>>>>

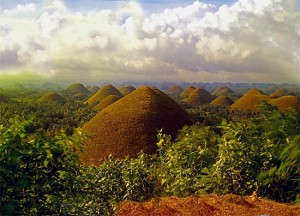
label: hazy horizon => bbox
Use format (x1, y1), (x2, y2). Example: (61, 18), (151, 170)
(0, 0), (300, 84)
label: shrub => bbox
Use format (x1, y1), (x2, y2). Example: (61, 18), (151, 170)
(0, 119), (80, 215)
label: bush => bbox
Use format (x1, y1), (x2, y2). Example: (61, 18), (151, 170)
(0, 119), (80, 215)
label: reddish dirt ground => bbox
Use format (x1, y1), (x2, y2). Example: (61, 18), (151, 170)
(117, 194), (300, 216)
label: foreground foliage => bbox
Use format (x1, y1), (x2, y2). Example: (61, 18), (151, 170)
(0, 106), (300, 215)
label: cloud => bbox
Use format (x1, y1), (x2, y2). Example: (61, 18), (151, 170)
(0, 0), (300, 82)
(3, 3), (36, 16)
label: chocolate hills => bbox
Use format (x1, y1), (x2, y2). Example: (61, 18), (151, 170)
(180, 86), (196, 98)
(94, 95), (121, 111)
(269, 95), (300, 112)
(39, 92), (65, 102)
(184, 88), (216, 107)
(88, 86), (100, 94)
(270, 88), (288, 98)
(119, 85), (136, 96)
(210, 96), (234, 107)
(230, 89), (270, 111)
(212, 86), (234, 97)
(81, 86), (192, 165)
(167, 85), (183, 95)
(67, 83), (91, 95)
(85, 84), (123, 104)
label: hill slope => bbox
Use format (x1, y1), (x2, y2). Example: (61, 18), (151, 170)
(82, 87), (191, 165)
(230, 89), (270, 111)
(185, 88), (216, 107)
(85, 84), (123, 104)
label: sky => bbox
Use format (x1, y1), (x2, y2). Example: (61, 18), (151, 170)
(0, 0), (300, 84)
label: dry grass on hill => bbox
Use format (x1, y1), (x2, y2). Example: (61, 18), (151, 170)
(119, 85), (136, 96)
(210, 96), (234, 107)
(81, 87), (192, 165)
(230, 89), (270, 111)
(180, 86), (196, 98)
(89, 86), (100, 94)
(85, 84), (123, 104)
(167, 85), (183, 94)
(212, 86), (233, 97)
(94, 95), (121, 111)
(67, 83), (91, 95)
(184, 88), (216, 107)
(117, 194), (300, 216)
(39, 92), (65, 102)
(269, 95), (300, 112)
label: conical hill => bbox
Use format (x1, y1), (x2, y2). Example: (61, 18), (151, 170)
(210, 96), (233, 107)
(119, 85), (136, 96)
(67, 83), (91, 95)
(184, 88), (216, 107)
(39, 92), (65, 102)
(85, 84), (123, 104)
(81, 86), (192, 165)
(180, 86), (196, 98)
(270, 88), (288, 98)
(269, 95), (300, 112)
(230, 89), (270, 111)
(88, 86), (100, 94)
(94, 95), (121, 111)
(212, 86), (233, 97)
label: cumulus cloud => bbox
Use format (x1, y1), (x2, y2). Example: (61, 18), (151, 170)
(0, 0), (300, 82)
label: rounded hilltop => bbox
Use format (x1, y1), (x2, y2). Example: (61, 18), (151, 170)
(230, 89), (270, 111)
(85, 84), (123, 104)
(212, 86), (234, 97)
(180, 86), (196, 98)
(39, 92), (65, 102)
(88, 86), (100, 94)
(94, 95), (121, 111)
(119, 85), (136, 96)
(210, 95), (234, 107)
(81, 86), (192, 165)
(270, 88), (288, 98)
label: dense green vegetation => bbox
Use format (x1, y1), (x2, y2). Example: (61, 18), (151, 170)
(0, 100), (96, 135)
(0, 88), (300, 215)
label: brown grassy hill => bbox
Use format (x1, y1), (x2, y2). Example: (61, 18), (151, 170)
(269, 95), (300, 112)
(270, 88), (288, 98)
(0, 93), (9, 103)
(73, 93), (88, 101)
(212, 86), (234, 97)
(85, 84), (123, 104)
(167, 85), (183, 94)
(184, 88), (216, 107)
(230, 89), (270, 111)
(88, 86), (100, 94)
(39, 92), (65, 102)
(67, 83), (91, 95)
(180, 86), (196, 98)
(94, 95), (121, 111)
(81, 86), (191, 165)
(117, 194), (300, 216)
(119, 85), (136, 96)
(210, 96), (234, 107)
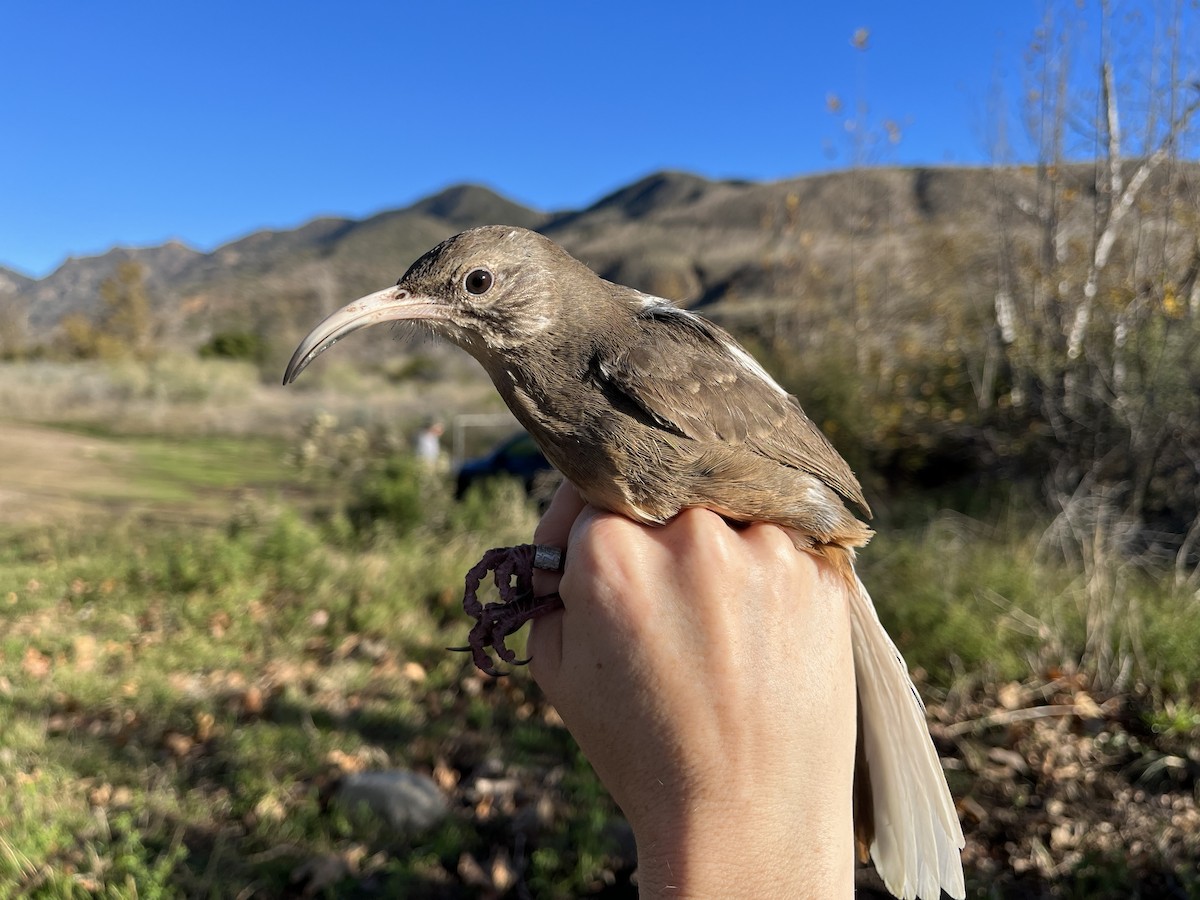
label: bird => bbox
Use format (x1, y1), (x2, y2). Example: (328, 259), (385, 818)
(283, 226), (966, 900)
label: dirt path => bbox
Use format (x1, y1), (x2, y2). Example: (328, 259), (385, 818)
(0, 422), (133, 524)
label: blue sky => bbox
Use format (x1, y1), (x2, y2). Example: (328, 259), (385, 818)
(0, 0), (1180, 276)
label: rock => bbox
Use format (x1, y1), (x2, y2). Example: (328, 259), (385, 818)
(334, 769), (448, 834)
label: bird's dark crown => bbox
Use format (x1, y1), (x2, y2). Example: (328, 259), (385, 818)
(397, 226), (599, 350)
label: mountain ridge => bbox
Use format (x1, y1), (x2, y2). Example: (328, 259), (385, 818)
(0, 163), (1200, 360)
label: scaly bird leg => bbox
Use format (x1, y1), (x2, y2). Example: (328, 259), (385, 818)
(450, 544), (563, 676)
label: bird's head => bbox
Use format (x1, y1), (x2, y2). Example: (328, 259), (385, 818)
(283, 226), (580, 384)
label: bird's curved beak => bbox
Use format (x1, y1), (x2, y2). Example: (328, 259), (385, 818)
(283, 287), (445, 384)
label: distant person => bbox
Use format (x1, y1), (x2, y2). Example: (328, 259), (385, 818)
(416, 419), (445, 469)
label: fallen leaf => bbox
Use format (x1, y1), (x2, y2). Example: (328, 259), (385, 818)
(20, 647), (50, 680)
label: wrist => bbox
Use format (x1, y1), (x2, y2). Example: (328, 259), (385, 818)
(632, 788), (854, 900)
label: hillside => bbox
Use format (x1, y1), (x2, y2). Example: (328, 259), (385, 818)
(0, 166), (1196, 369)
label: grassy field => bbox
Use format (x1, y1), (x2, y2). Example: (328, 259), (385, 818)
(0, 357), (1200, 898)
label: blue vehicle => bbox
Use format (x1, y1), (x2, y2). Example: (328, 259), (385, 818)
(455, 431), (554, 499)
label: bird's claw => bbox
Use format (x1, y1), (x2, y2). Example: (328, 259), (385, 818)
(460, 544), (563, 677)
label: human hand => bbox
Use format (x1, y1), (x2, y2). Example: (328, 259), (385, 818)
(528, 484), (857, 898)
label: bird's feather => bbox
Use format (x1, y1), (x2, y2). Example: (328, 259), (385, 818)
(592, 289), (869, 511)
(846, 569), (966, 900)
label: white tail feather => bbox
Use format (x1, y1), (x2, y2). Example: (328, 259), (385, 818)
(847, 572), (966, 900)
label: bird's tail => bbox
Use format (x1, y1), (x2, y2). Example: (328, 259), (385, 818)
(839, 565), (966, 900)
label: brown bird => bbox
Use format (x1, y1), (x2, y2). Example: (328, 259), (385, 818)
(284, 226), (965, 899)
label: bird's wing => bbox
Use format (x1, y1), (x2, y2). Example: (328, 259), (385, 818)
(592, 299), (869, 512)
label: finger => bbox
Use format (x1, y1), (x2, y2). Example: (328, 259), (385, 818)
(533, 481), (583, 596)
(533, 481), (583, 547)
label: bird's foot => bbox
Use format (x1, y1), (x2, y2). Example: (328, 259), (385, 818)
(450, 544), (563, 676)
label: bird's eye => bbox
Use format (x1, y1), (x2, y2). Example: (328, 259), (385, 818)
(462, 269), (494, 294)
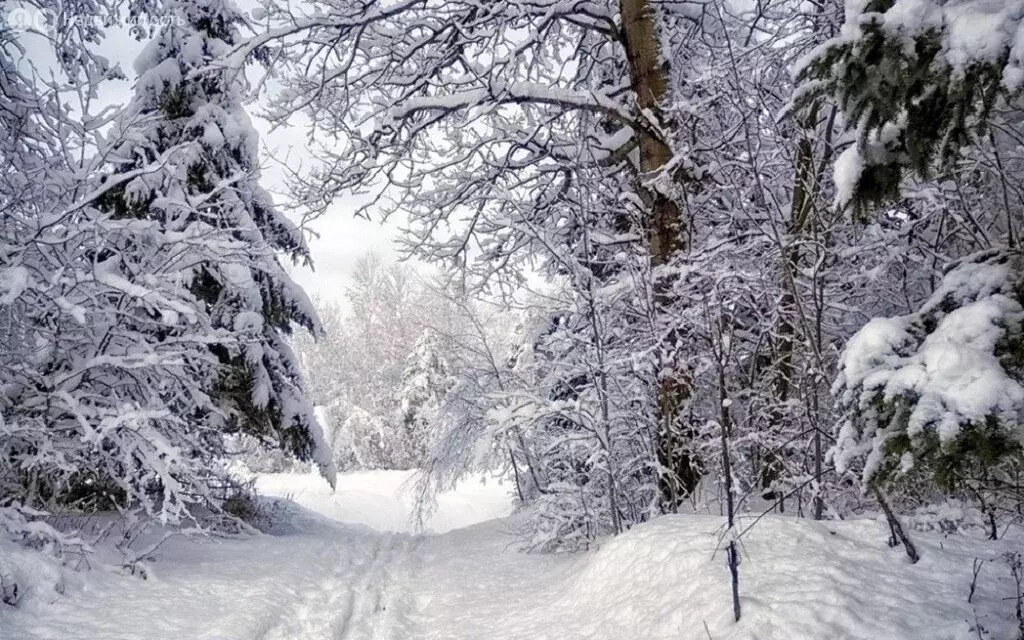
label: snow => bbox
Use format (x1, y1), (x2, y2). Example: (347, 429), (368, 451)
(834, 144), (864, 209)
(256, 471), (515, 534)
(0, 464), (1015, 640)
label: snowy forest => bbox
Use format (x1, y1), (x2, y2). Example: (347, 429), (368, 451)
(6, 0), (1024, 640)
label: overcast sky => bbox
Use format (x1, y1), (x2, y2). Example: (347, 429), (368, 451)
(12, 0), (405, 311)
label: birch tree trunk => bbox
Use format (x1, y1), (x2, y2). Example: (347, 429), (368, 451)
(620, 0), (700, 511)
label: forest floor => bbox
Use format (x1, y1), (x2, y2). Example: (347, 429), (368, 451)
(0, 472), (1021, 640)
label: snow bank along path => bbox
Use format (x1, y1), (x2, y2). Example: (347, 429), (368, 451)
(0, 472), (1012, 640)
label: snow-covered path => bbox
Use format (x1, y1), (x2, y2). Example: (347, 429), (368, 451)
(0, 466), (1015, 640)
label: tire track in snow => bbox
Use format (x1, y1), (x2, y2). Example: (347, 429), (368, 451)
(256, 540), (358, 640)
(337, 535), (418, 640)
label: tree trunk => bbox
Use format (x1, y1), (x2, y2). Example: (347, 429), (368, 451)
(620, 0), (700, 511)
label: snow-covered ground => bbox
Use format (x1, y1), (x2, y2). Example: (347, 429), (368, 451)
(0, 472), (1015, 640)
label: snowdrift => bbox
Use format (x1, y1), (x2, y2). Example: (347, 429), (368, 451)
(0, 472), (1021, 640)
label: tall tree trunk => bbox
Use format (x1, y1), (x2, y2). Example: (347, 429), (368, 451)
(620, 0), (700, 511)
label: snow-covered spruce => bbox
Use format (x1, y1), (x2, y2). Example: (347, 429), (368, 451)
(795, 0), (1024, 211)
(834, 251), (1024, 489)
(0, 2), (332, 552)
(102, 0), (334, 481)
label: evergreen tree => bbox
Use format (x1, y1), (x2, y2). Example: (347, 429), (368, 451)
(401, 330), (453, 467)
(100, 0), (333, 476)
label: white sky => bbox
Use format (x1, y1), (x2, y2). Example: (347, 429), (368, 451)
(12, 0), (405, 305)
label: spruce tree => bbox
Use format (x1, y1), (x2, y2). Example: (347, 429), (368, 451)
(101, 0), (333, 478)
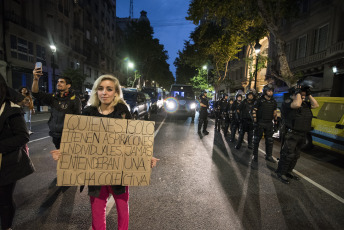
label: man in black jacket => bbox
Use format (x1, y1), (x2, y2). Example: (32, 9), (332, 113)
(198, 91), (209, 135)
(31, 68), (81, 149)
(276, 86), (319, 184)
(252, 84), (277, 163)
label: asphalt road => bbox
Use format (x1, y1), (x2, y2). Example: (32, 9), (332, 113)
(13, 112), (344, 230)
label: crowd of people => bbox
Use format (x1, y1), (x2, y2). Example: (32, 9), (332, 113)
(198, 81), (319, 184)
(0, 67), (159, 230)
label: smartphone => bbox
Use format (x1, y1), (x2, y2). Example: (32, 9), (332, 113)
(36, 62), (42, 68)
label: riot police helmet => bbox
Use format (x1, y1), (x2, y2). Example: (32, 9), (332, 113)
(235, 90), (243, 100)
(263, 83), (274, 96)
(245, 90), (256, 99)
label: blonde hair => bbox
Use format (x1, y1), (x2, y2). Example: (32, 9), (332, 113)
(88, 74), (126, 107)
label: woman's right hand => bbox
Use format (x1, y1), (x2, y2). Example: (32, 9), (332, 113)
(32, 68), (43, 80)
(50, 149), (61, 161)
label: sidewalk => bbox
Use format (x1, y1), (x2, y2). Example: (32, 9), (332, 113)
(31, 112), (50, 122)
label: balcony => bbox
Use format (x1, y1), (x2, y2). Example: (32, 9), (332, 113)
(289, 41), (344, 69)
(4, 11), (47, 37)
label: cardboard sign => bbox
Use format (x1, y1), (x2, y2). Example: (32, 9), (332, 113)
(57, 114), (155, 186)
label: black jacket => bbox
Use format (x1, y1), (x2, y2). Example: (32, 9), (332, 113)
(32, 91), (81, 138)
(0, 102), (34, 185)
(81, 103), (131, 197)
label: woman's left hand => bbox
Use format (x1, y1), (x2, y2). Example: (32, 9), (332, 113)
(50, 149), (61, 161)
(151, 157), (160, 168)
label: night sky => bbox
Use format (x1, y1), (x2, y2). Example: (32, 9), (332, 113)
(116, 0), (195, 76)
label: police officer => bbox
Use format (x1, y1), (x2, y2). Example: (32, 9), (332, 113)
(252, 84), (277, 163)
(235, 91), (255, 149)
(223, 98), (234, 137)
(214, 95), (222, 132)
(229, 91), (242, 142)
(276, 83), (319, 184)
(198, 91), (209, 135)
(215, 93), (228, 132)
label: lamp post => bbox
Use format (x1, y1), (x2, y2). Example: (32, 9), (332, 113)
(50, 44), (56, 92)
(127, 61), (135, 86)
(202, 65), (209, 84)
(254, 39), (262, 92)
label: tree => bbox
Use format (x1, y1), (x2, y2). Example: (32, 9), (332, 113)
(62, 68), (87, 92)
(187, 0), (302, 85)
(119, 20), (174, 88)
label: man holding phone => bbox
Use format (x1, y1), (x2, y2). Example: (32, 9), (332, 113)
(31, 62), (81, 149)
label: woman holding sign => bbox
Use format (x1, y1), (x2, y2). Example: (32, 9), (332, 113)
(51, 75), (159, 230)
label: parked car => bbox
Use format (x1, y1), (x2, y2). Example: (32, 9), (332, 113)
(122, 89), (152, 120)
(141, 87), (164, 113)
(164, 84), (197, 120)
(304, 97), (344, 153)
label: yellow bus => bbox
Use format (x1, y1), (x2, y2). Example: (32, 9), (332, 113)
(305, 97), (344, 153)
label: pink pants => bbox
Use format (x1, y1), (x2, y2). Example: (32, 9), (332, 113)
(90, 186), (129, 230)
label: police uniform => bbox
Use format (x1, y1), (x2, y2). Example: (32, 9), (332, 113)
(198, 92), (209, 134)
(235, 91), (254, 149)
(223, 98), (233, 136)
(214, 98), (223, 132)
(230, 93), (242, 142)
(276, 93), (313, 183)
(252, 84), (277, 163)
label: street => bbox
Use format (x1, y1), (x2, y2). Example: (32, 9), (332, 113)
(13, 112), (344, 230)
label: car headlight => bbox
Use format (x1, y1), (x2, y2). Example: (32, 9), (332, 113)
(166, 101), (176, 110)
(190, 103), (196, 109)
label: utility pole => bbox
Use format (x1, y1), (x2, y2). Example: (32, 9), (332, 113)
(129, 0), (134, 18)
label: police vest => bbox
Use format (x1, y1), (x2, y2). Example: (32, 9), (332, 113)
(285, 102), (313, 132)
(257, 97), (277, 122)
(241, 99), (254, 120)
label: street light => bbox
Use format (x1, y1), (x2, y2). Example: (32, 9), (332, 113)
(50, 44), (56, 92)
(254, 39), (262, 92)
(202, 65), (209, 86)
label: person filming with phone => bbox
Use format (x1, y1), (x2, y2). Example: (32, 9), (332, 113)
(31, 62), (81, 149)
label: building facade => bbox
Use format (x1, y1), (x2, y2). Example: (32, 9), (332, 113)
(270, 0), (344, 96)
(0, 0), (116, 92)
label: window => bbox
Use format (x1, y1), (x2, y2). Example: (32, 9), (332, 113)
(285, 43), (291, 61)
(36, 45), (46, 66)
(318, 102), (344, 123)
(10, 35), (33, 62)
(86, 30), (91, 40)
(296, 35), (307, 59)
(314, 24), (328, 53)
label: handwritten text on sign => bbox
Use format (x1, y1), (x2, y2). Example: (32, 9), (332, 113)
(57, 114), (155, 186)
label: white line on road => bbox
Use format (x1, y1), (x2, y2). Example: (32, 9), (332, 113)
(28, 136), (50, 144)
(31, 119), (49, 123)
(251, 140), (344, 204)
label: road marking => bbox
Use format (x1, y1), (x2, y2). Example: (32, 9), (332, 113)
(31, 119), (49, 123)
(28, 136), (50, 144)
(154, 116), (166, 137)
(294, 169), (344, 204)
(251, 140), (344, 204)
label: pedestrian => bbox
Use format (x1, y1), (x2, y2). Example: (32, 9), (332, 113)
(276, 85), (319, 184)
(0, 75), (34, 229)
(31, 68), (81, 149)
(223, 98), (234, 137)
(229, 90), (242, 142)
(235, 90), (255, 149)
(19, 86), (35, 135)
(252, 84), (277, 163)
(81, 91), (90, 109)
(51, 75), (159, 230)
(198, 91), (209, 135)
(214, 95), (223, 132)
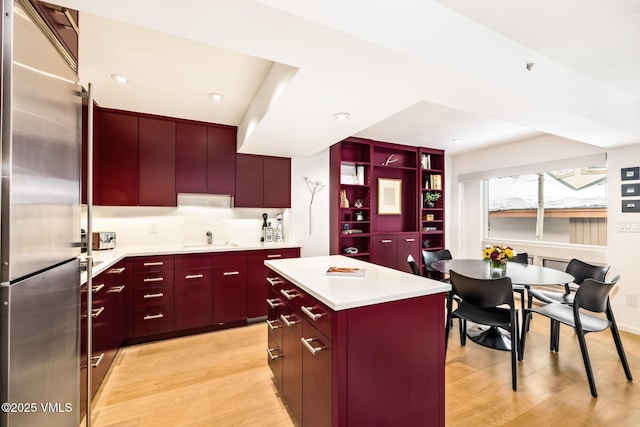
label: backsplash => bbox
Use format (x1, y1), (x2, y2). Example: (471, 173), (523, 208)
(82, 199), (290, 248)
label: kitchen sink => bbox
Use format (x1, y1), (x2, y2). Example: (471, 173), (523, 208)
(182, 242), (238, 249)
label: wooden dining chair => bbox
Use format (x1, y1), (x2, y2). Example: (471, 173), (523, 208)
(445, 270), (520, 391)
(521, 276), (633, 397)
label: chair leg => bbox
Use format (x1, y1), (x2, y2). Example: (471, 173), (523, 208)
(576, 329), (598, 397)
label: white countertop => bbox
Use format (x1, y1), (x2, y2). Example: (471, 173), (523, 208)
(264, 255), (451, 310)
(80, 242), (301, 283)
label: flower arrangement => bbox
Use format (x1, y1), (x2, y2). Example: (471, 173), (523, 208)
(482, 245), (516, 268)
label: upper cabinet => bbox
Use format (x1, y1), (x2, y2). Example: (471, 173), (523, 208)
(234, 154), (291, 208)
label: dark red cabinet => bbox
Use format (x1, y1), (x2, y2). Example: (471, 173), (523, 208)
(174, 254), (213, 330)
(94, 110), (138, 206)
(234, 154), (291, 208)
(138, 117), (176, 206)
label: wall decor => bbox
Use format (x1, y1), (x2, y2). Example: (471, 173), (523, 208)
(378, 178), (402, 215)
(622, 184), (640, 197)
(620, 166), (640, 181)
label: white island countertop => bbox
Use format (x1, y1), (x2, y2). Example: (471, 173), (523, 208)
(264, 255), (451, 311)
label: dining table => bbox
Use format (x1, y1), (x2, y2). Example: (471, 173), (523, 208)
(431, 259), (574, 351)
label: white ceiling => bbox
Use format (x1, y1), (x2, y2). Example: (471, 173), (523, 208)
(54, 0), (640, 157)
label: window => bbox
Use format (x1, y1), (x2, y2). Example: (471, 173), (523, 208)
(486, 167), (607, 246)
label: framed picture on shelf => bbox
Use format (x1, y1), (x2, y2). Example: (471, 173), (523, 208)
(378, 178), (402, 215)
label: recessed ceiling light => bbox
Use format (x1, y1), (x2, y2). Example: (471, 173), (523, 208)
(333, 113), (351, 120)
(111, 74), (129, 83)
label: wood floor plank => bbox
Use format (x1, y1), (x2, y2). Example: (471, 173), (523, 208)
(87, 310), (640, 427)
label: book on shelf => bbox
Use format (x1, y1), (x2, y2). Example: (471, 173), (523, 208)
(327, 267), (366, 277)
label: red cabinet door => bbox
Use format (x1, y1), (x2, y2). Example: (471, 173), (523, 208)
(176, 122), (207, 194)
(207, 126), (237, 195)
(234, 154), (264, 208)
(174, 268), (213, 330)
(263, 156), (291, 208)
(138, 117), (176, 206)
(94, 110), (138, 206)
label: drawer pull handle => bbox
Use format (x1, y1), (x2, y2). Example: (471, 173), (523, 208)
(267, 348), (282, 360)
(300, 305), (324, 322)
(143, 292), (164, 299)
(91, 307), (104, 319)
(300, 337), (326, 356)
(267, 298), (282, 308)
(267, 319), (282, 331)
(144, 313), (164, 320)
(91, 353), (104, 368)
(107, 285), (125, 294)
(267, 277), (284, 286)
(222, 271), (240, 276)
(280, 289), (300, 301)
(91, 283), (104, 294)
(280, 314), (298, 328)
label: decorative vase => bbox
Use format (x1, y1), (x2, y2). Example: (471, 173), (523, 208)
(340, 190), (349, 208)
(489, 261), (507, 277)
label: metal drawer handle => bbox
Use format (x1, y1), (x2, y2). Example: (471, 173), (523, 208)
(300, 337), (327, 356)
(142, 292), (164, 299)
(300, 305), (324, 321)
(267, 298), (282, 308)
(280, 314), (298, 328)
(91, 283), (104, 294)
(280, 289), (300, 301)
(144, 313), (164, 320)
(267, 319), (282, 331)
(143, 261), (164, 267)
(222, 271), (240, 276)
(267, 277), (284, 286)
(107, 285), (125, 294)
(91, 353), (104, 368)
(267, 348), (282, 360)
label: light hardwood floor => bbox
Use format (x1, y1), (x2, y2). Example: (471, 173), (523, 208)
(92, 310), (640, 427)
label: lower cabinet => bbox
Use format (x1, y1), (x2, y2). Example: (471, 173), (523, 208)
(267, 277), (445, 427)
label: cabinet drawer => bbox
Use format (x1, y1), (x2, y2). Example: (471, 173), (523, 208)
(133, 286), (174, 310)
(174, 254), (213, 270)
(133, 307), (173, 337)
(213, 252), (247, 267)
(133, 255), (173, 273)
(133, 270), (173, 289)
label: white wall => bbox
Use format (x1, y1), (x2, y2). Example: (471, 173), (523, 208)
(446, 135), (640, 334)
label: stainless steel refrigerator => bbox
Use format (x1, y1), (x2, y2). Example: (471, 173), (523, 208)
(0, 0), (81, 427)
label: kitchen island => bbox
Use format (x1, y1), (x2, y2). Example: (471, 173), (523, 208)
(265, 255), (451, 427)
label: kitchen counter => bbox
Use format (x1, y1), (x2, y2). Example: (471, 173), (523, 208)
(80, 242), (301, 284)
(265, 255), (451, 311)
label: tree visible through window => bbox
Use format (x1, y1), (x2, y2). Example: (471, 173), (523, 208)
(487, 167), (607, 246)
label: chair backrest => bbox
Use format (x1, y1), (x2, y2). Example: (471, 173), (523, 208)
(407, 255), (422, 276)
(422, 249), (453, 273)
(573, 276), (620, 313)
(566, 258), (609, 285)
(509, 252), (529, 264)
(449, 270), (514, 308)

<<<<

▶ _AUFGABENSTELLUNG_:
Wandle die Datensätze von der Zeile mit "label: kitchen island => bbox" bis einschließlich zum Ende der Datensätze in eine CSV mit den Spalten „text“ und „antwort“ um, eine Zeile pro Datensatz. Setze jedes Feld in Anführungszeichen und ersetze Zeilenumbrüche durch Leerzeichen.

▶ _AUSGABE FOLGT_:
text,antwort
"label: kitchen island => bbox Use format (x1, y1), (x2, y2). Example: (471, 173), (523, 208)","(265, 255), (451, 427)"
"label: kitchen counter => bbox Use format (x1, y1), (x2, y2). Example: (471, 173), (523, 208)","(80, 242), (301, 284) (265, 255), (451, 311)"
"label: tree visible through window => bbox Use format (x1, y1), (x2, y2). Example: (471, 173), (523, 208)","(487, 167), (607, 246)"
"label: chair backrest => bbox Use format (x1, y1), (x2, y2). Example: (471, 173), (523, 208)","(407, 255), (422, 276) (422, 249), (453, 273) (573, 276), (620, 313) (566, 258), (609, 285) (509, 252), (529, 264) (449, 270), (514, 308)"